Copy out word for word the records below, starting at the line that contains "Locate the painted" and ending at the last line of the records, with both ends included.

DATA SECTION:
════════
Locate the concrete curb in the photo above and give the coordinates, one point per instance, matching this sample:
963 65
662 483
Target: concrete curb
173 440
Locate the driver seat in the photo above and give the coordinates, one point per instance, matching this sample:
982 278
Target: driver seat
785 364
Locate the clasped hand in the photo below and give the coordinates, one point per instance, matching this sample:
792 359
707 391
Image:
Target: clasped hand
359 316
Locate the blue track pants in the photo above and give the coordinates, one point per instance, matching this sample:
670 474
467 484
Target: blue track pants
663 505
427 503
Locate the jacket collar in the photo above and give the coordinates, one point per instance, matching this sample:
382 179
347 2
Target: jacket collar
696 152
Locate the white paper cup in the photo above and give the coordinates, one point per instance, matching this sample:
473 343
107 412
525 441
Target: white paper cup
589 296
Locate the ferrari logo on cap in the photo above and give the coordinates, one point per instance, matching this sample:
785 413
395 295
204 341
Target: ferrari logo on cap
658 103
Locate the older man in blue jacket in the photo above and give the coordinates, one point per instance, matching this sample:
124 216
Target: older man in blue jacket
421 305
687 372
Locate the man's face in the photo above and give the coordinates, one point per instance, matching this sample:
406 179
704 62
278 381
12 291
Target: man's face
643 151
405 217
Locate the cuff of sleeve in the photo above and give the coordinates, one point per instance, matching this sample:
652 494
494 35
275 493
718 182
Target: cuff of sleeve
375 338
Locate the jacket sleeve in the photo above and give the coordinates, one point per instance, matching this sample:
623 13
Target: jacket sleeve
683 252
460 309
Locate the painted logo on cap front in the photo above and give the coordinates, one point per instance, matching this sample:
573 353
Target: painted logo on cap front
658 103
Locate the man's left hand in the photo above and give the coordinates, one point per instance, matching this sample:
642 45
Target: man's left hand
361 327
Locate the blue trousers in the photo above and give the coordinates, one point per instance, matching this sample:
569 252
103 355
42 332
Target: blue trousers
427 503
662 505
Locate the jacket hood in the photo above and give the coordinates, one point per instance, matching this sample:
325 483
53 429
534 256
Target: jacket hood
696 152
════════
SOLUTION TO THE PROBLEM:
Locate the painted logo on cap front in the photo above and give the coordinates, one point per instance, matching this sample:
573 353
Target: painted logo on cap front
658 103
Locate the man's left hand in the photo above and give the coordinates, one point per instance, matching this sample:
642 45
Target: man's left hand
361 327
Locate the blue trousers in the photo above and give the coordinates, one point per instance, matching this sample:
569 252
103 355
42 332
Target: blue trousers
427 503
662 505
Locate the jacket hood in the photo above and give the coordinates, one point per instance, matching this sample:
325 483
53 429
534 256
Target: jacket hood
696 152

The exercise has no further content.